(Exercise task) Rewrite every line of the items below with "chain link fence" changed to "wire mesh fence", leaving everything else as it is.

(Data for processing)
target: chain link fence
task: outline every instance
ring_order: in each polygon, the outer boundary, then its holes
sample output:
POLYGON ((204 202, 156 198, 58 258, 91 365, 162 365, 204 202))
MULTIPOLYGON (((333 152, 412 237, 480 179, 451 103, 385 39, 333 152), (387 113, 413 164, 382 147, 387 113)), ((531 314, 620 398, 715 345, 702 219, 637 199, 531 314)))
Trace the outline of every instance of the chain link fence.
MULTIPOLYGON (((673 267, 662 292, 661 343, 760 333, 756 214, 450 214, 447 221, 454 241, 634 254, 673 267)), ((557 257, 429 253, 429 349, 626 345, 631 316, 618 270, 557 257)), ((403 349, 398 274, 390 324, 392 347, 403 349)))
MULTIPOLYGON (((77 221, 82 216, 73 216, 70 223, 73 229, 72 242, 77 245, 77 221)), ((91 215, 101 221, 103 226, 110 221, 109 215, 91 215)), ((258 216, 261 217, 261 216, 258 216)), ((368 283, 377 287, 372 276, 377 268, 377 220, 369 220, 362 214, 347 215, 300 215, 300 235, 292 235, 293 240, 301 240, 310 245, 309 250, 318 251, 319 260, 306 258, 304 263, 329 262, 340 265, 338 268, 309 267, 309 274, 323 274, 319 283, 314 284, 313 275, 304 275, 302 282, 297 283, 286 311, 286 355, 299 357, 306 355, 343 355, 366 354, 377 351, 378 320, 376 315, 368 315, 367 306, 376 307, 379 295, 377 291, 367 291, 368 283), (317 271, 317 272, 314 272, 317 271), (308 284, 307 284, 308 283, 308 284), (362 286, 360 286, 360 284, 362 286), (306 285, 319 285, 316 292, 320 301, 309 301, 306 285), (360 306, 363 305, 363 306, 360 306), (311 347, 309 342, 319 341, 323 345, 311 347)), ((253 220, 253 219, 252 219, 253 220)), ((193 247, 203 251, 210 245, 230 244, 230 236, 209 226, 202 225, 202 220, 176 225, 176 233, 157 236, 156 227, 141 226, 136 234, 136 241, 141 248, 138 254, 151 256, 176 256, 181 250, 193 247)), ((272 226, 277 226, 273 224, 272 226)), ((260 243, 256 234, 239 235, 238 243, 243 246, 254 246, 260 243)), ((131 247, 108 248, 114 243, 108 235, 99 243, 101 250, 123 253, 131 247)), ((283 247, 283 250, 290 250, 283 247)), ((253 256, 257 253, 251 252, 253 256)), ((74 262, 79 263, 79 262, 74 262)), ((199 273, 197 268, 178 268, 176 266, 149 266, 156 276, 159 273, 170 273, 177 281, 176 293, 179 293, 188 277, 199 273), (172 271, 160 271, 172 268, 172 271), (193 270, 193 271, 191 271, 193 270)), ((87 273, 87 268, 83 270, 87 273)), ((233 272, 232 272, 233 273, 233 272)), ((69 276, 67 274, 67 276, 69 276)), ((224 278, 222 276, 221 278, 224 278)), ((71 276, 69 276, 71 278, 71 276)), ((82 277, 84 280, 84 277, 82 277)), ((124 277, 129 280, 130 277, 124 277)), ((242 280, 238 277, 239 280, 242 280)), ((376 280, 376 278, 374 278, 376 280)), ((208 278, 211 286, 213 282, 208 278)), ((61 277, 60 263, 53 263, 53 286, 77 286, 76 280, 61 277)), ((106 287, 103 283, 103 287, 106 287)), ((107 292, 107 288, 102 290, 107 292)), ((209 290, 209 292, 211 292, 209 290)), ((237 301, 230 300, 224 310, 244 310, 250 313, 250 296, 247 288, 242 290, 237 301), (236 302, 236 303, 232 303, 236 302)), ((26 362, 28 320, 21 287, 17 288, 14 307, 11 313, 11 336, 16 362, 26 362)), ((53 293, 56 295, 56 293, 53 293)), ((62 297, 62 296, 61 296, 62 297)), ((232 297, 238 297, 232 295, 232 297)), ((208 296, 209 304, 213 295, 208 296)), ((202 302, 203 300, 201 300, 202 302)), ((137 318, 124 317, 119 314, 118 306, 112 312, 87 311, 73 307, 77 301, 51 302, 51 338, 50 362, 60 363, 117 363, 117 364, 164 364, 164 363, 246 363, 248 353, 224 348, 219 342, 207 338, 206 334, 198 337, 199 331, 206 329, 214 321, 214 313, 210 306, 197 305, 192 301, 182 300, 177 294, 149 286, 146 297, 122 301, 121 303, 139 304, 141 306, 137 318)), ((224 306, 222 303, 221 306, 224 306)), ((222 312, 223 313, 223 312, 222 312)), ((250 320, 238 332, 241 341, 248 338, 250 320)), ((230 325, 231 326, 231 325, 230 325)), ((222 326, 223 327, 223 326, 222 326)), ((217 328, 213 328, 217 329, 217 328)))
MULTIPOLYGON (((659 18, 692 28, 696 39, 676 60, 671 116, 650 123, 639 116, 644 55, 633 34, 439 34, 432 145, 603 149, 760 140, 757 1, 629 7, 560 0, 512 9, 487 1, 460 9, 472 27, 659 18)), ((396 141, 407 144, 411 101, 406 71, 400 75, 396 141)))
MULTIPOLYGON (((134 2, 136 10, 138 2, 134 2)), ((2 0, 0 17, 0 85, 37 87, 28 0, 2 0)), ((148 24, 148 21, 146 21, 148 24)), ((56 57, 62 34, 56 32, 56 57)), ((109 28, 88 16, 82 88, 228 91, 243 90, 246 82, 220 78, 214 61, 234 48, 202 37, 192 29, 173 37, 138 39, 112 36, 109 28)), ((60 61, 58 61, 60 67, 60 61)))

(Task response)
target: wire mesh fence
task: outline every instance
ring_order: in each polygon, the outer boundary, then its holes
sample output:
POLYGON ((204 202, 156 198, 58 258, 91 365, 162 365, 204 202))
MULTIPOLYGON (((333 152, 412 237, 480 179, 451 103, 385 39, 333 152), (387 113, 413 164, 382 147, 387 113)), ((531 314, 620 398, 715 345, 702 219, 637 199, 531 314)))
Trace the outline of every instance of the wire mesh fence.
MULTIPOLYGON (((673 267, 662 292, 661 343, 760 333, 756 214, 450 214, 447 221, 454 241, 634 254, 673 267)), ((557 257, 429 253, 429 349, 626 345, 631 316, 618 270, 557 257)), ((403 349, 398 274, 390 324, 392 347, 403 349)))
MULTIPOLYGON (((77 221, 82 216, 73 216, 70 223, 73 229, 72 242, 77 245, 77 221)), ((91 215, 101 221, 103 226, 110 221, 109 215, 91 215)), ((258 216, 261 217, 261 216, 258 216)), ((368 283, 377 287, 372 276, 377 268, 377 220, 369 220, 362 214, 347 215, 300 215, 300 235, 292 235, 293 240, 301 240, 310 245, 309 250, 318 251, 319 260, 306 258, 304 263, 329 262, 340 265, 338 268, 309 267, 309 274, 323 274, 319 283, 314 284, 313 275, 304 275, 302 282, 297 283, 286 311, 286 355, 299 357, 306 355, 343 355, 366 354, 377 351, 378 320, 376 315, 368 315, 367 306, 376 307, 379 295, 377 291, 367 291, 368 283), (317 271, 317 272, 314 272, 317 271), (308 284, 307 284, 308 283, 308 284), (362 286, 360 286, 360 284, 362 286), (306 285, 319 285, 316 292, 320 301, 309 301, 306 285), (360 306, 363 305, 363 306, 360 306), (311 347, 309 342, 319 341, 323 345, 311 347)), ((253 220, 253 219, 252 219, 253 220)), ((193 247, 203 251, 210 245, 230 244, 230 236, 209 226, 202 225, 202 220, 176 225, 176 233, 157 236, 156 227, 141 226, 136 234, 136 241, 141 248, 138 254, 151 256, 176 256, 181 250, 193 247)), ((272 226, 277 226, 273 224, 272 226)), ((260 243, 256 234, 239 235, 238 243, 243 246, 254 246, 260 243)), ((131 247, 108 248, 114 243, 108 235, 99 243, 101 250, 123 253, 131 247)), ((283 247, 283 250, 290 250, 283 247)), ((253 256, 257 253, 251 252, 253 256)), ((74 262, 79 263, 79 262, 74 262)), ((199 273, 197 268, 178 268, 176 266, 149 266, 156 276, 159 273, 170 273, 177 281, 176 293, 179 293, 188 277, 199 273), (172 271, 160 271, 172 268, 172 271), (193 270, 193 271, 191 271, 193 270)), ((87 273, 87 268, 83 270, 87 273)), ((233 272, 232 272, 233 273, 233 272)), ((69 276, 67 274, 67 276, 69 276)), ((224 278, 222 276, 221 278, 224 278)), ((71 276, 69 276, 71 278, 71 276)), ((82 277, 84 280, 84 277, 82 277)), ((124 277, 129 280, 130 277, 124 277)), ((242 280, 238 277, 239 280, 242 280)), ((376 280, 376 278, 374 278, 376 280)), ((208 278, 211 286, 213 282, 208 278)), ((61 277, 60 263, 53 263, 53 286, 77 286, 76 280, 61 277)), ((106 287, 103 283, 103 287, 106 287)), ((107 292, 107 288, 102 290, 107 292)), ((209 290, 209 292, 211 292, 209 290)), ((237 301, 230 300, 224 310, 244 310, 250 313, 250 296, 247 288, 242 290, 237 301), (236 302, 236 303, 232 303, 236 302)), ((26 362, 28 320, 21 287, 17 288, 14 307, 11 313, 11 336, 16 362, 26 362)), ((53 293, 56 295, 56 293, 53 293)), ((62 297, 62 296, 61 296, 62 297)), ((232 297, 238 297, 232 295, 232 297)), ((208 296, 209 304, 213 295, 208 296)), ((202 302, 203 300, 201 300, 202 302)), ((137 318, 124 317, 119 314, 118 306, 112 312, 87 311, 73 307, 77 301, 51 302, 51 338, 50 362, 60 363, 117 363, 117 364, 164 364, 164 363, 246 363, 248 353, 224 348, 219 342, 207 338, 206 334, 198 337, 199 331, 206 329, 214 321, 214 313, 210 306, 197 305, 192 301, 182 300, 177 294, 149 286, 146 297, 122 301, 121 303, 139 304, 141 306, 137 318)), ((224 306, 222 303, 221 306, 224 306)), ((222 312, 223 313, 223 312, 222 312)), ((250 320, 238 332, 241 341, 248 338, 250 320)), ((230 325, 231 326, 231 325, 230 325)), ((222 326, 223 327, 223 326, 222 326)), ((217 328, 213 328, 217 329, 217 328)))
MULTIPOLYGON (((659 18, 692 28, 696 39, 676 60, 671 116, 650 123, 639 116, 644 55, 633 34, 439 34, 432 145, 603 149, 760 140, 757 1, 629 7, 560 0, 512 9, 487 1, 460 9, 472 27, 659 18)), ((396 141, 407 144, 411 101, 406 71, 400 75, 396 141)))
MULTIPOLYGON (((134 2, 136 10, 138 2, 134 2)), ((2 0, 0 17, 0 85, 37 87, 28 0, 2 0)), ((148 24, 148 21, 146 21, 148 24)), ((56 57, 62 34, 56 32, 56 57)), ((109 28, 88 16, 82 88, 228 91, 243 90, 246 82, 220 78, 214 61, 234 48, 202 37, 192 29, 173 37, 138 39, 112 36, 109 28)), ((60 61, 58 61, 60 67, 60 61)))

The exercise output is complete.